DIRECTIONS
Identify each line of the data that contains the string "shirt" and copy it as it appears. Matching is case-sensitive.

+ + + + + + +

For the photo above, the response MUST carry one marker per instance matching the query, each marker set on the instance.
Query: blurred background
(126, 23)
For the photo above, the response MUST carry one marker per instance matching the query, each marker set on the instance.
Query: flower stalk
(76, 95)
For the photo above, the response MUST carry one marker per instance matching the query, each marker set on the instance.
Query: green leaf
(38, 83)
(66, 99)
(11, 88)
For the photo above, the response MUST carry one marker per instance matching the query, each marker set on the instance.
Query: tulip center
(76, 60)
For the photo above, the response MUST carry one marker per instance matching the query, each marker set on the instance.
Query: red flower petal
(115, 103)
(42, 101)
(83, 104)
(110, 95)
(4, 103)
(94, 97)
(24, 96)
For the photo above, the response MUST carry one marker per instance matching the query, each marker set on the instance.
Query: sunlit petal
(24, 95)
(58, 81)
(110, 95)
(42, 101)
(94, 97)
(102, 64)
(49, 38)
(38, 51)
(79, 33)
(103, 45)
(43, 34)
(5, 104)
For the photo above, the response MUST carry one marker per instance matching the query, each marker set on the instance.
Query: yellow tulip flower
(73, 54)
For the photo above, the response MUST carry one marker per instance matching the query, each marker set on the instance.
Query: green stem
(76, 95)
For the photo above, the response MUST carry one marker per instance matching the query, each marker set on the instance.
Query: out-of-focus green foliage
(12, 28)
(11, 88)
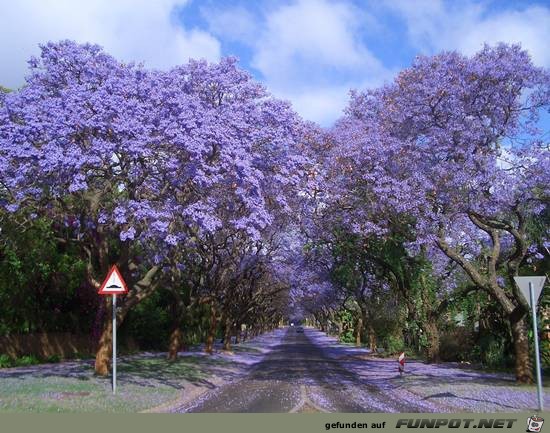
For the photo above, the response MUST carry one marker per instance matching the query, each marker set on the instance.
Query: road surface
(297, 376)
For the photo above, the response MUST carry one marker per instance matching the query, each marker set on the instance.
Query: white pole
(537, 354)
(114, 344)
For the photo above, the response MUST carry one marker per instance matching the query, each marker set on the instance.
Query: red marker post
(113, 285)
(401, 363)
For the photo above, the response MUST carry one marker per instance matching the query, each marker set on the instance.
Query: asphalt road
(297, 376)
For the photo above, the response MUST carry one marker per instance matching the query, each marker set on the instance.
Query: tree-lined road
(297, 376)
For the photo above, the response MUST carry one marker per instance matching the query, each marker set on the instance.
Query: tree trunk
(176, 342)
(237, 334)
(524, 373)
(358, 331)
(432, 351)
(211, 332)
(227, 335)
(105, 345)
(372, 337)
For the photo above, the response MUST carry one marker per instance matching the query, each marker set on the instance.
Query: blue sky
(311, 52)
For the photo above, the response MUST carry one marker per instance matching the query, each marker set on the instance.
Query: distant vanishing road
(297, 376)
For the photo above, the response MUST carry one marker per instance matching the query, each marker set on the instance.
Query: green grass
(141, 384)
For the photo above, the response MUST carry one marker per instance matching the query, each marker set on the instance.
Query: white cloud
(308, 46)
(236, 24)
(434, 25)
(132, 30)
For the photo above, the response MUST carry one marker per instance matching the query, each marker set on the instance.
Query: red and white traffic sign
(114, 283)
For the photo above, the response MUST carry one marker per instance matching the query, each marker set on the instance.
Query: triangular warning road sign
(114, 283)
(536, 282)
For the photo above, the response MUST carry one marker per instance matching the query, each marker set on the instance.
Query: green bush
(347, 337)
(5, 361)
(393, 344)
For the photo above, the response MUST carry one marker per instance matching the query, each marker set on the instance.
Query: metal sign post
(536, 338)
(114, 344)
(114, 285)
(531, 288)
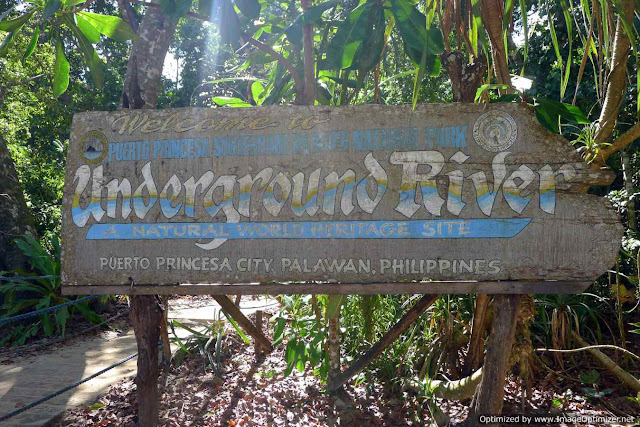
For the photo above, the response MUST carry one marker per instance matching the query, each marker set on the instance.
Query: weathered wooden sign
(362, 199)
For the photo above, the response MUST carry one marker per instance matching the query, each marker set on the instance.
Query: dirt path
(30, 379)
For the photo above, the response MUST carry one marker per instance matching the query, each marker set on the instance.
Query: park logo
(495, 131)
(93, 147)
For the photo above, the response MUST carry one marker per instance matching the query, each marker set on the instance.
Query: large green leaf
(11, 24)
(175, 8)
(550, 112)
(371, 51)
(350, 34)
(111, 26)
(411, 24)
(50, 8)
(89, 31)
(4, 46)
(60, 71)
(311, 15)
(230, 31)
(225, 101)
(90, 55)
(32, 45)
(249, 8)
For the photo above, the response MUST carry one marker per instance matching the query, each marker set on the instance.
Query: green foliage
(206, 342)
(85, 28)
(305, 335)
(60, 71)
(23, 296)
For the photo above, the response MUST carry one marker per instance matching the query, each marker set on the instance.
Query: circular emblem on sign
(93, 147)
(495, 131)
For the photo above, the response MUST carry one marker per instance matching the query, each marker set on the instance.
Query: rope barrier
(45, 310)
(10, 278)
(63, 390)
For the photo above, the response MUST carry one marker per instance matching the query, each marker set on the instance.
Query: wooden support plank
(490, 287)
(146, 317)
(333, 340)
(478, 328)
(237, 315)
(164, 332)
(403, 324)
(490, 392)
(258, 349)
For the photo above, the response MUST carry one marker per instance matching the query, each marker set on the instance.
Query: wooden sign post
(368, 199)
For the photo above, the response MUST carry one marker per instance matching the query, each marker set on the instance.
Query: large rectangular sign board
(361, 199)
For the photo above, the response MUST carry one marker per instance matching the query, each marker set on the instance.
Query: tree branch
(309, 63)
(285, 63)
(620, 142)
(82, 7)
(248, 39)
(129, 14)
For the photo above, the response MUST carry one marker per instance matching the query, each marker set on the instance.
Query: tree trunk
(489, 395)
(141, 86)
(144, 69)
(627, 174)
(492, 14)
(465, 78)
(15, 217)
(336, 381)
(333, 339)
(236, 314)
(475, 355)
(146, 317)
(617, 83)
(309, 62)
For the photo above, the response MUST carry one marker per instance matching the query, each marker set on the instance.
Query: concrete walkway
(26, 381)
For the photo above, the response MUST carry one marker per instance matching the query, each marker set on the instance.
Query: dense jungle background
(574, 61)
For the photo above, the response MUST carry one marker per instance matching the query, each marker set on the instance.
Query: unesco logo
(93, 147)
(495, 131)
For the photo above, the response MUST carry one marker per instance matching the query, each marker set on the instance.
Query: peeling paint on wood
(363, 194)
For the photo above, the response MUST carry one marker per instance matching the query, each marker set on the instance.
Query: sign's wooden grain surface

+ + + + + + +

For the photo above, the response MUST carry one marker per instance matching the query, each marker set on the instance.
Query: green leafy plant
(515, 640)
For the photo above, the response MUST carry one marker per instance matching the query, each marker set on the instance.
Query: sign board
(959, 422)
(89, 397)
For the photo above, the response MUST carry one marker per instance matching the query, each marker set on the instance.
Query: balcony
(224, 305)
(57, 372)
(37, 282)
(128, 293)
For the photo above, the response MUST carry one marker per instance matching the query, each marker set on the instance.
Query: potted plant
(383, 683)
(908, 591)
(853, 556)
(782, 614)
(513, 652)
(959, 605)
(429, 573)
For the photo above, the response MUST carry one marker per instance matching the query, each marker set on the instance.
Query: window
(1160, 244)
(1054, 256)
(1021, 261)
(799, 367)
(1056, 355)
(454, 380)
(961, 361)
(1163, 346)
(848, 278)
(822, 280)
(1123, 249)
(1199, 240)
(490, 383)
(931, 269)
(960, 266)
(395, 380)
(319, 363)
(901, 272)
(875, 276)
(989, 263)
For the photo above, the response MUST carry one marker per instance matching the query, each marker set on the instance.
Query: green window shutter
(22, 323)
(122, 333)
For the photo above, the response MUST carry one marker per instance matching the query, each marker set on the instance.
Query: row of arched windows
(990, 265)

+ + + + + + +

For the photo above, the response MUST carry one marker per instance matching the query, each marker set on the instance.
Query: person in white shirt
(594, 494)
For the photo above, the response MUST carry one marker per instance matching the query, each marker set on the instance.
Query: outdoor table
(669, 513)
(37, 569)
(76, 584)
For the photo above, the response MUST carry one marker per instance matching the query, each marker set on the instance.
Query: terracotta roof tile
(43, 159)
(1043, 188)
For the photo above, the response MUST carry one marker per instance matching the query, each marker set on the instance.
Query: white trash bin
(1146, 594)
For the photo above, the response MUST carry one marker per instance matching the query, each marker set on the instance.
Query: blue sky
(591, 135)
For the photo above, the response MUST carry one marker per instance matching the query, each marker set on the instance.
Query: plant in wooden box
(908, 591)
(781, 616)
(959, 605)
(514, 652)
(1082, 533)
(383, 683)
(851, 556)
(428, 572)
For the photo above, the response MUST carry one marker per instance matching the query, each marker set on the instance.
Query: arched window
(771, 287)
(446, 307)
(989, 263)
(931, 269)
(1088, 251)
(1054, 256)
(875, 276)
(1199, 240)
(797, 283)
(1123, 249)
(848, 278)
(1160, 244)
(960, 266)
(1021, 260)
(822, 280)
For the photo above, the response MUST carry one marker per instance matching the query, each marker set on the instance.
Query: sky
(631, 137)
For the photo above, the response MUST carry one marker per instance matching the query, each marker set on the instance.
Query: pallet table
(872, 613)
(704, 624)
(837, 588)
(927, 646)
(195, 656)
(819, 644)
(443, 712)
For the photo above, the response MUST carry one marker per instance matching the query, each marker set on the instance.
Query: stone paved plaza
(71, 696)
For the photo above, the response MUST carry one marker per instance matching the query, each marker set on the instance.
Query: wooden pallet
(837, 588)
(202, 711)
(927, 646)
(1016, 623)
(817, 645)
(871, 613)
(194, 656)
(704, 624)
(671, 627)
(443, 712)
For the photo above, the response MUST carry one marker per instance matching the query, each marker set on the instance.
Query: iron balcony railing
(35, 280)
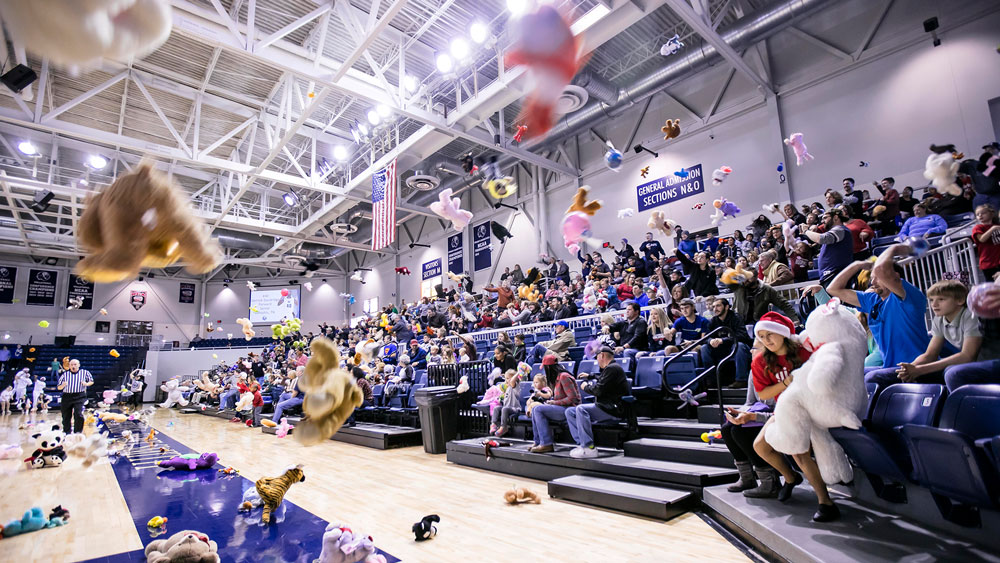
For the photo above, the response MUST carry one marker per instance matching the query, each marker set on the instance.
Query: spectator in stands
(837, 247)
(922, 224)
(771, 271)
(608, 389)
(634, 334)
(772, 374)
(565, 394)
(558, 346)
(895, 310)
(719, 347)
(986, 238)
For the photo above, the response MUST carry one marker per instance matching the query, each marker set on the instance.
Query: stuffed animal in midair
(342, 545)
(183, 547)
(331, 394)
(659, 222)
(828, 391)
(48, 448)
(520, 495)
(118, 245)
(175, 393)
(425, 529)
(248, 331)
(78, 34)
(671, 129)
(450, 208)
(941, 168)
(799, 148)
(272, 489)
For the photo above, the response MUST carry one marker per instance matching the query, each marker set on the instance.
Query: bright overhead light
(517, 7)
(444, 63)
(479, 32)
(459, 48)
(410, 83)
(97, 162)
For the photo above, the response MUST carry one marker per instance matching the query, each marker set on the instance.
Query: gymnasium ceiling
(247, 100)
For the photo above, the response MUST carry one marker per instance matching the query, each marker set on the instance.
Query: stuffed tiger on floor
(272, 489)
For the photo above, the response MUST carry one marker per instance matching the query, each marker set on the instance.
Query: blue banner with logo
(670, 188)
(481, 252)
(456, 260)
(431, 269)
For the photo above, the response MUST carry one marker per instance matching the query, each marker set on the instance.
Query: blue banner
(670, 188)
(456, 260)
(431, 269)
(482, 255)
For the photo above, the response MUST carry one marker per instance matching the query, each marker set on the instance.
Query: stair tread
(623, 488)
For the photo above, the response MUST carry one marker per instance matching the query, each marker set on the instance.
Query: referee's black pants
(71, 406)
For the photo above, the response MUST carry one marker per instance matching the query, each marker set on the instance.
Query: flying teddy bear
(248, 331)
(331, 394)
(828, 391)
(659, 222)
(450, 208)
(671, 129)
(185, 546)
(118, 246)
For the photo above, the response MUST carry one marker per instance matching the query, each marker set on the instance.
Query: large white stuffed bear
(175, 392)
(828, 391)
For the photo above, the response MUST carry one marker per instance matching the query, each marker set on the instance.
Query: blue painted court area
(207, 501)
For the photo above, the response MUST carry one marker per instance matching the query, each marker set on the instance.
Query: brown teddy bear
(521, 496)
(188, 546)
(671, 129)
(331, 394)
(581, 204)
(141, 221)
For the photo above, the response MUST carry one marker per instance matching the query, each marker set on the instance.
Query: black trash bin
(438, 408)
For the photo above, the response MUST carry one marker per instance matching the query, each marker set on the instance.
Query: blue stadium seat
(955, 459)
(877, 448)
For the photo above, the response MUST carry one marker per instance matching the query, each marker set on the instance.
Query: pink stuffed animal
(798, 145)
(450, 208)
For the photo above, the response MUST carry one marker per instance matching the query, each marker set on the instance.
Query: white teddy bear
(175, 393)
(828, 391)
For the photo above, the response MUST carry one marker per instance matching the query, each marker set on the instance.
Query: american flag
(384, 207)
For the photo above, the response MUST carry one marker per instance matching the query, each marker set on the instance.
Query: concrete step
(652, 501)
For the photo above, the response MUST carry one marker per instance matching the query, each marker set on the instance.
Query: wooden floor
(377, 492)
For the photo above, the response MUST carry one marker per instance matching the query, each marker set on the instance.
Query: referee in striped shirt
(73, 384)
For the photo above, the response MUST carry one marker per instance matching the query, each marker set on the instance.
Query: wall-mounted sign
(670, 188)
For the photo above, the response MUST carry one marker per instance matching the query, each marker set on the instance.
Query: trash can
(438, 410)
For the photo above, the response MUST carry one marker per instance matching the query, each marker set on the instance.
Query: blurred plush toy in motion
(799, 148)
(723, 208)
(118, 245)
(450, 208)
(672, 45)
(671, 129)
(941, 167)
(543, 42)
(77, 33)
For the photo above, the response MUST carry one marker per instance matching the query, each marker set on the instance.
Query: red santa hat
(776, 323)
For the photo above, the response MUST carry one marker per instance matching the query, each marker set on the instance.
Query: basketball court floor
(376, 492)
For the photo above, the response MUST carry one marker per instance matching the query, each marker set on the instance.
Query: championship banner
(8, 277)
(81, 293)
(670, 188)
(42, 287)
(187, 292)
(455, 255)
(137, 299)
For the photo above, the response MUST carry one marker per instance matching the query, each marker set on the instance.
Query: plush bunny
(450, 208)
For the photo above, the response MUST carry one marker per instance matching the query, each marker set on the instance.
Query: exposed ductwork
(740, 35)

+ + + + + + +

ANSWER TO THIS TASK
Query: person in white shirt
Query: referee in striped shirt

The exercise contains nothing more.